>> START Excerpted records

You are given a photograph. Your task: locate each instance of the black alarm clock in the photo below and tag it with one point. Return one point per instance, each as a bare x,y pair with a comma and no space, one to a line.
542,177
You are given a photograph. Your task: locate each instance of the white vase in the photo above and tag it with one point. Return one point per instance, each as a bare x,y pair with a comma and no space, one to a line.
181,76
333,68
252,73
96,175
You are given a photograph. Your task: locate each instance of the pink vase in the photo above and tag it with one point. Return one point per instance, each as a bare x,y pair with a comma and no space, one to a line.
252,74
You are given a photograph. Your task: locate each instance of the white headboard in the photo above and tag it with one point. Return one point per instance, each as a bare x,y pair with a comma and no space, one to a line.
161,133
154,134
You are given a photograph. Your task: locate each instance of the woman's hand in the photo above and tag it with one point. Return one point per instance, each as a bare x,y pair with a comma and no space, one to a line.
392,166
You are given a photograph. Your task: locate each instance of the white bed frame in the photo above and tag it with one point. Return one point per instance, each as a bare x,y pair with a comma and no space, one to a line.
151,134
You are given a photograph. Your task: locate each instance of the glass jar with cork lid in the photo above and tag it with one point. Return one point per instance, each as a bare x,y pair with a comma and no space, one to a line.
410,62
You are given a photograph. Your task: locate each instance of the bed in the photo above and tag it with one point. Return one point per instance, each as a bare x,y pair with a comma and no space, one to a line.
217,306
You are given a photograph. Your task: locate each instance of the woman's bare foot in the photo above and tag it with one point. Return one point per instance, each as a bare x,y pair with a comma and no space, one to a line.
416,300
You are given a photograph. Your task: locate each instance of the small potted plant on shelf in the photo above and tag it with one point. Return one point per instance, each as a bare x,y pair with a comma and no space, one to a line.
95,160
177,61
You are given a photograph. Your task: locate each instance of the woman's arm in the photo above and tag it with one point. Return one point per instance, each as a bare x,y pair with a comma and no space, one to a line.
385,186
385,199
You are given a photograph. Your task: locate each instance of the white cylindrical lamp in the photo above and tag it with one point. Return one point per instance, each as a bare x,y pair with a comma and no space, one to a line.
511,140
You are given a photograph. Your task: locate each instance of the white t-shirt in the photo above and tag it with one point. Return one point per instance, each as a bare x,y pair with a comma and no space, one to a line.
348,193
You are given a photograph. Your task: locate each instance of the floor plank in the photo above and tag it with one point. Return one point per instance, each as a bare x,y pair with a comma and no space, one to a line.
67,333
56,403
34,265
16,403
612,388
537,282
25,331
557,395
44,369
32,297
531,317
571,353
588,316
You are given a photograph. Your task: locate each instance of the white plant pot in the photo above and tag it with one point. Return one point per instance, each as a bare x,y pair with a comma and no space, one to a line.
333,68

>> END Excerpted records

**Your instructions**
Write out the data exactly as it stands.

**The result**
You are given a photograph. Your task: locate each instance of the black alarm clock in the photo below and tag it with one point. Return one point per instance, each as a bare x,y pair with a comma and no space, one to a line.
542,177
You are given a photograph. Your task: locate each instance of the white vase in the photo above and tag it with one point. Return one point per instance, each as a bare x,y pair with a comma and no space, one to a line.
181,76
333,68
252,73
96,175
You are given a photograph. Your task: locate each instance of the pink vase in the photo above and tag it with one point. Return one point per instance, each as a bare x,y pair with a comma and no space, one to a line.
252,74
You are given a photograph. Your task: locate each instance of the white headboard in the photo above and tag it with one point. Return one point per instance, each as a bare x,y pair with a comma and no space, one to a line.
161,133
154,134
You are given a photograph. Your task: locate each instance of the woman's hand in the photo above and tag it with one point. Return one point per instance, each as a bare x,y pair with a comma and no space, one to a line.
392,166
You are given a photograph. Your task: locate each instance of the white bed frame in the photo above and tag it with one point. Return one point per instance, each as a bare x,y pair with a comma and no space, one to a line.
151,134
You are given a photograph. Your task: locate each instance of the glass jar with cork lid in the photo above and tag it with one point. Return one point per instance, each as a bare x,y pair with a comma and no space, one to a line.
410,62
You are given a photograph. Your task: locate each instance of the bed in the photo above and tag it with one point. Return one point per instance, each as a bare x,y pair with a comma and no space, one to a line.
217,306
You are given a photograph. Your task: locate each instance of the woman's bare foot in the photo above and tag it with one point. Return one point per instance, each as a bare x,y pair with a comma and no space, one to a line.
416,300
You are given a photograph. Your task: locate each instance of the small potted plant on shelf in the photo above and tag it with one point. Return one point per instance, each as a bare x,y pair with a comma and no space, one to a line.
95,160
177,61
You are given a photograph. Your task: locate each instance of the woman's arm in the photo above and tag it with one point. Return one point per instance, each as a bare x,y pair with a comma and no space, one to a line.
385,186
385,199
You are given a photograph. Your task: locate each instance of the white cylindrical lamp in the photo above and tag it with one point. Return one point per instance, each as a bare x,y pair with a comma and no space, one to a line.
511,140
You are given a photograph. Your task: locate each instance of the white t-shirt in the photo above and tag it with one point. Return one point per instance, each as a bare x,y pair with a comma and no space, one to a line.
348,193
You are given a photograph. Your task: locate each instance of the floor plank in the photo above and tag it with one point. Return one point per instance, each as a bare x,y pair with a comma and no space, one to a line.
67,333
56,403
34,265
16,403
612,388
537,282
25,331
557,395
44,369
32,297
531,317
571,353
588,316
You are given a photograph. Your task: locate each instance of the white plant pot in the photo above and tag it with one point. Return one point per instance, each as a bare x,y pair with a comma and no space, one to a line.
333,68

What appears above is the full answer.